## Problem to solve
Repeat each entry in the listing word for word.

==================================================

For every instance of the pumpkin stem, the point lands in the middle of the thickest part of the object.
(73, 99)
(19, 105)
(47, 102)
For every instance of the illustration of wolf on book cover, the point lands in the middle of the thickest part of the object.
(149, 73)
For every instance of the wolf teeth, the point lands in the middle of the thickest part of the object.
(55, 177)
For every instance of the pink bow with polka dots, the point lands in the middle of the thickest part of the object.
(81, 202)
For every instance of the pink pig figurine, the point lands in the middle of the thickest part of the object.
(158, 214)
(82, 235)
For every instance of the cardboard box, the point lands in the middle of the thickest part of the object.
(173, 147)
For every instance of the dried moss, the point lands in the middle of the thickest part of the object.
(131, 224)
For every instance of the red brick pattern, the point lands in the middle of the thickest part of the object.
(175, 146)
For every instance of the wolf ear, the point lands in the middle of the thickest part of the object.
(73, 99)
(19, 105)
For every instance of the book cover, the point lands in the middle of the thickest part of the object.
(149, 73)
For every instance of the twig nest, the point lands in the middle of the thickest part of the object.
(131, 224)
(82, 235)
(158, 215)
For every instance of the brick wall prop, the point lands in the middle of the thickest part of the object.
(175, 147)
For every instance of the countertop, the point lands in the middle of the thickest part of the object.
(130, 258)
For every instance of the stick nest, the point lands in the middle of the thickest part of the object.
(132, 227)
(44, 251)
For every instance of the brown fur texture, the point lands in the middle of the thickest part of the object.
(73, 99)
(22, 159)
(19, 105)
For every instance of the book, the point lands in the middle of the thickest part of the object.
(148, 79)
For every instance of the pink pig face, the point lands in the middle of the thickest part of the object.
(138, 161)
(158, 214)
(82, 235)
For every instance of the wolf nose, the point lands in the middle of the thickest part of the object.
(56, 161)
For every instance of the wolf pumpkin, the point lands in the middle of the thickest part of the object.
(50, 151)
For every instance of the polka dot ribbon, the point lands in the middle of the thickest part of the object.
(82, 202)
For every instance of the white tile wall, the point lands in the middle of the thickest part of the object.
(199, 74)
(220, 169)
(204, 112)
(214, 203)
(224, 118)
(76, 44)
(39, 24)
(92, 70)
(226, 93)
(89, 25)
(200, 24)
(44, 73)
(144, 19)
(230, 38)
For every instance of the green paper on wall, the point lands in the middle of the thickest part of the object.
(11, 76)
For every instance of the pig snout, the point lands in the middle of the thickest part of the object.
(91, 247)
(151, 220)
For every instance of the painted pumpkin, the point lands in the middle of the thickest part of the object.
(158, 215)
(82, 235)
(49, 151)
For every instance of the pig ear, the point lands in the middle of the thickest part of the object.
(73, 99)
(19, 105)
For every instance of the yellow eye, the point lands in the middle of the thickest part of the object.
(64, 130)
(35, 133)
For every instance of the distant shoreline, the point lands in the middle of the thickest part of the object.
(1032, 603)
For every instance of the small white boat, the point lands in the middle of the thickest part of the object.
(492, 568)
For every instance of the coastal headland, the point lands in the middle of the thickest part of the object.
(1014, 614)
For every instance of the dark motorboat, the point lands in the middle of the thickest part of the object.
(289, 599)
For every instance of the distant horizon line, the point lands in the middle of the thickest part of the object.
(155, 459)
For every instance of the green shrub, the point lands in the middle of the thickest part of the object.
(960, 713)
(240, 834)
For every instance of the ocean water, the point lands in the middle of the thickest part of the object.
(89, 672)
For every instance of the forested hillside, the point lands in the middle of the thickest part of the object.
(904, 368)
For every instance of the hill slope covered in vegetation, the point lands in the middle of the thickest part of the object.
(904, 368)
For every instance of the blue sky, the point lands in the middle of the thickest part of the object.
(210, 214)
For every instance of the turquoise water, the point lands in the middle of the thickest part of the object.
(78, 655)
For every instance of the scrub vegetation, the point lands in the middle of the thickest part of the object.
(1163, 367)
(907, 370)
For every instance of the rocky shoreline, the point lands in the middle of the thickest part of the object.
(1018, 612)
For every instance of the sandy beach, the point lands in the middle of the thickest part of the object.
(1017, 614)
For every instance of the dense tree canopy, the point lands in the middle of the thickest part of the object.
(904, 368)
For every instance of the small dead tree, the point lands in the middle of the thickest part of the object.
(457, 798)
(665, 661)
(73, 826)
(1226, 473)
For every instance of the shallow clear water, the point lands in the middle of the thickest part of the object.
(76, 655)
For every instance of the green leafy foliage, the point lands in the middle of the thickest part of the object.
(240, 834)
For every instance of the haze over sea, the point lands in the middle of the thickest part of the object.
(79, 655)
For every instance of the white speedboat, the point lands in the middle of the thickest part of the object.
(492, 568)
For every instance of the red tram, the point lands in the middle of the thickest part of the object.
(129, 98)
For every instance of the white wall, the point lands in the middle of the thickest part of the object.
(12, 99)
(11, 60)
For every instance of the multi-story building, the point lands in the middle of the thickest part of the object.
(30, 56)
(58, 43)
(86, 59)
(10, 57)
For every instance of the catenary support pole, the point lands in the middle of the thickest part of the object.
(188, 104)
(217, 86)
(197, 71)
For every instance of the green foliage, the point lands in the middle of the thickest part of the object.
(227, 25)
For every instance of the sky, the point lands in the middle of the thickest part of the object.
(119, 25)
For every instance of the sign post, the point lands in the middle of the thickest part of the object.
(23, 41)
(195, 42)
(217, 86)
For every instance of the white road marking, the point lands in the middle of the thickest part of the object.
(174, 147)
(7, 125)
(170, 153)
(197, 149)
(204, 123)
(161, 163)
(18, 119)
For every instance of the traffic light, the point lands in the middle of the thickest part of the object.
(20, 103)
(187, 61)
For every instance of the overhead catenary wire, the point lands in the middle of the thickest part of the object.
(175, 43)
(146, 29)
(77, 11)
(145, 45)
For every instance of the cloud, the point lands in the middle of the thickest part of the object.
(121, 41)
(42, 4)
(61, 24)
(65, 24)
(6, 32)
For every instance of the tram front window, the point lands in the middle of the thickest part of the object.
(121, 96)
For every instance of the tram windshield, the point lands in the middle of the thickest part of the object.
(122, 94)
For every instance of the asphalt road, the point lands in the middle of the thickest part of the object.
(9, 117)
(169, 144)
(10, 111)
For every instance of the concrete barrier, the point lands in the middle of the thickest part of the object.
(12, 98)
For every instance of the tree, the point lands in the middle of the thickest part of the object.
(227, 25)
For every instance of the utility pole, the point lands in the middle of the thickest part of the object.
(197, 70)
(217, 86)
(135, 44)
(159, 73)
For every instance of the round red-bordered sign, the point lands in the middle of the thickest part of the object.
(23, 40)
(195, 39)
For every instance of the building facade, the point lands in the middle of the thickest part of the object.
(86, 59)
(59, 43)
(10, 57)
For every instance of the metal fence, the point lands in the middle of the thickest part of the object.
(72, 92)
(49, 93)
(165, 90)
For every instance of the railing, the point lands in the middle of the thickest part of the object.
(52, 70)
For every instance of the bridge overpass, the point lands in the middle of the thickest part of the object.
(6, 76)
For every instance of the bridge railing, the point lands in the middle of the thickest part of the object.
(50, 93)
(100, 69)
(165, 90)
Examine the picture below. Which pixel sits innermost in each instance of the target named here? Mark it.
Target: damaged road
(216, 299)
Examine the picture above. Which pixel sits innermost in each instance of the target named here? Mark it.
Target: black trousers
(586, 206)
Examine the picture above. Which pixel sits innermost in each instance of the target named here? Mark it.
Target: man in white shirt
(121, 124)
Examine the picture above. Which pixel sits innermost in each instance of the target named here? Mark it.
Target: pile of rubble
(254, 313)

==================================================

## Written response
For every instance of the pumpkin stem, the point lands in the middle of the thickest part of the object.
(73, 99)
(19, 105)
(47, 102)
For every instance of the illustration of wolf on book cover, the point lands in the middle of the thickest part of the object.
(149, 73)
For every instance of the wolf teeth, the point lands in the middle of the thickest part of the object.
(55, 177)
For every instance of the pink bow with polka dots, the point lands in the middle of the thickest part of the object.
(81, 202)
For every instance of the pink pig figurine, the point lands in the middle of the thickest part of the object.
(158, 214)
(82, 235)
For every instance of the cardboard box, the point lands in the middle of the thickest part of the object.
(173, 147)
For every instance of the dried moss, the point lands in the middle of the thickest part of the object.
(131, 224)
For every instance of the red brick pattern, the point lands in the middle of the thickest part of the object.
(175, 146)
For every instance of the wolf ear, the point lands in the middle of the thickest part of the object.
(73, 99)
(19, 105)
For every instance of the book cover, the point lands in the middle of the thickest part of the object.
(149, 73)
For every instance of the twig nest, the point lands in the middle of the thickest part of the object.
(131, 224)
(82, 235)
(158, 215)
For every instance of the brick wall prop, the point lands in the middle of the thickest part of the object.
(175, 147)
For every instance of the countertop, the point lands in the middle of the thickest part of the object.
(130, 258)
For every instance of the stick nest, the point lands in the middle of the thickest part of the object.
(132, 227)
(44, 251)
For every instance of the brown fur texture, the point lands in the middle of the thickest part of the object.
(73, 99)
(22, 159)
(19, 105)
For every instance of the book, the point lands in the middle of the thickest part of the object.
(148, 79)
For every instance of the pink pig face, the point lands in the middle of the thickest part of the object.
(138, 161)
(158, 214)
(82, 235)
For every instance of the wolf nose, the point lands in the middle of the thickest part of the object.
(56, 161)
For every instance of the wolf pumpkin, the point lands in the middle of the thickest part of the object.
(50, 151)
For every instance of the polka dot ribbon, the point lands in the middle of the thickest part of the object.
(82, 202)
For every instance of the white tile wall, the point lands in the middle of the thickest part of the object.
(199, 74)
(220, 169)
(204, 112)
(214, 203)
(224, 118)
(76, 44)
(39, 24)
(92, 70)
(226, 93)
(89, 25)
(200, 24)
(44, 73)
(144, 19)
(230, 38)
For every instance of the green paper on wall, the point lands in the middle of the thickest part of the object.
(11, 76)
For every instance of the pig snout, the point lands in the middle of the thickest part of the object.
(91, 247)
(151, 220)
For every instance of the painted pumpkin, the point lands in the middle of the thickest part of the object.
(158, 215)
(82, 235)
(49, 151)
For every instance of the pig ear, the point lands in the middle of the thickest part of the object.
(73, 99)
(19, 105)
For every instance of the yellow eye, the point lands in the middle of the thickest part of the object.
(64, 130)
(35, 133)
For every instance of the distant shoreline, the point lands in the middle of the thickest part of the object.
(1032, 603)
For every instance of the small white boat, the point lands in the middle of the thickest part of the object.
(492, 568)
For every instance of the coastal headland, the point lands in the middle of the thickest part of the object.
(1014, 614)
For every instance of the dark motorboat, the point lands in the middle of the thickest part of the object.
(289, 599)
For every instance of the distant horizon line, the point lands in the middle of the thickest part of the object.
(155, 459)
For every instance of the green shrub, the point lands in the middle of the thickest part of the object.
(960, 713)
(240, 834)
For every instance of the ocean water, the point lands in the middle of the thickest part of the object.
(89, 672)
For every instance of the forested hillside, the point lands in the middle of the thickest part of the object.
(904, 368)
For every instance of the hill slope covered in vegetation, the point lands in the middle of the thickest part of the object.
(904, 368)
For every instance of the blue sky, the point lands in the middle of the thickest part of the object.
(210, 214)
For every instance of the turquoise water, the point lands in the middle of the thickest part of the object.
(78, 655)
For every instance of the scrub vegetation, the point lands in the middle of the thickest part of the object.
(1163, 367)
(907, 370)
For every instance of the rocky shoreline, the point lands in the middle of the thickest part of the object.
(1018, 612)
For every instance of the sandy beach, the point lands in the middle of the thickest part of the object.
(1017, 614)
For every instance of the dense tree canopy, the point lands in the middle of the thickest part of the object.
(904, 368)
For every instance of the small dead tree, the point lands in the middle of the thickest part of the object.
(457, 798)
(665, 661)
(73, 826)
(1226, 473)
For every instance of the shallow clear water, the point lands in the middle of the thickest part of the object.
(76, 655)
For every instance of the green leafy foliage, the point lands in the middle of the thickest part of the object.
(240, 834)
For every instance of the haze over sea, the point lands in the middle of the thickest part of the object.
(79, 655)
For every instance of the white speedboat, the point lands in the middle of the thickest part of the object.
(492, 568)
For every instance of the red tram, the point lands in the middle of the thickest part of the object.
(129, 98)
For every instance of the white wall, the point lands in the middle of the thickest part of the object.
(12, 99)
(11, 60)
For every instance of the multi-story building, the point lands in the middle of the thickest part of the object.
(30, 56)
(58, 43)
(86, 59)
(10, 57)
For every instance of the catenary support pole, the point lands in the middle of the thickest part of the object.
(188, 104)
(217, 86)
(197, 71)
For every instance of the green foliage, the point lands in the middle of the thickest part of the object.
(227, 25)
For every instance of the sky, the point lands in the middle of the thickest part of the object.
(119, 25)
For every instance of the sign post, the point lands in the middle of the thickest part of the object.
(23, 41)
(195, 42)
(217, 86)
For every instance of the white road marking, the point lands in the middle of the thickest part of the object.
(174, 147)
(7, 125)
(170, 153)
(197, 149)
(204, 123)
(161, 163)
(18, 119)
For every instance of the traffic light, the point lands in the middle of the thickest part of the object.
(20, 103)
(187, 61)
For every instance of the overhead catenary wire, the point lands in the middle of the thickest part of the object.
(175, 43)
(146, 29)
(77, 11)
(145, 45)
For every instance of the cloud, the point lands in the middle of the thickest part of the object.
(121, 41)
(42, 4)
(61, 24)
(65, 24)
(6, 32)
For every instance of the tram front window, the point lands in the middle of the thickest part of the object.
(121, 96)
For every instance of the tram windshield, the point lands in the middle of the thickest part of the object.
(122, 94)
For every instance of the asphalt road, the point lands in the middle of the thickest part of the object.
(9, 117)
(169, 144)
(10, 111)
For every instance of the concrete barrier, the point lands in the middle of the thickest part of the object.
(12, 98)
For every instance of the tree, the point lands in the middle of the thickest part of the object.
(227, 25)
For every instance of the utility pole, the point lands in the middle of the thickest part of the object.
(197, 70)
(217, 86)
(135, 44)
(159, 73)
For every instance of the round red-bordered sign, the point lands in the middle of the thickest part of the object.
(23, 40)
(195, 39)
For every instance of the building facade, the point lands in the middle of the thickest part of the object.
(86, 59)
(59, 43)
(10, 57)
For every instance of the metal fence, the point lands in the middle of the thickest part of the object.
(72, 92)
(49, 93)
(165, 90)
For every instance of the railing, the point lands in the middle of the thickest part of the object.
(52, 70)
For every instance of the bridge overpass, the point lands in the middle of the thickest part of the object.
(6, 76)
For every instance of the bridge railing, the point lands in the middle of the thickest part of the object.
(50, 93)
(100, 69)
(165, 90)
Examine the picture below. Which pixel sits innermost in each instance of the target named here? Mark it.
Target: damaged road
(216, 299)
Examine the picture above. Which pixel sits innermost in each instance of the target named here? Mark it.
Target: black trousers
(586, 206)
Examine the picture above. Which pixel sits innermost in each instance of the target named here? Mark it.
Target: man in white shirt
(121, 124)
Examine the picture above. Which pixel sits innermost in each instance of the target named here? Mark it.
Target: pile of rubble
(254, 313)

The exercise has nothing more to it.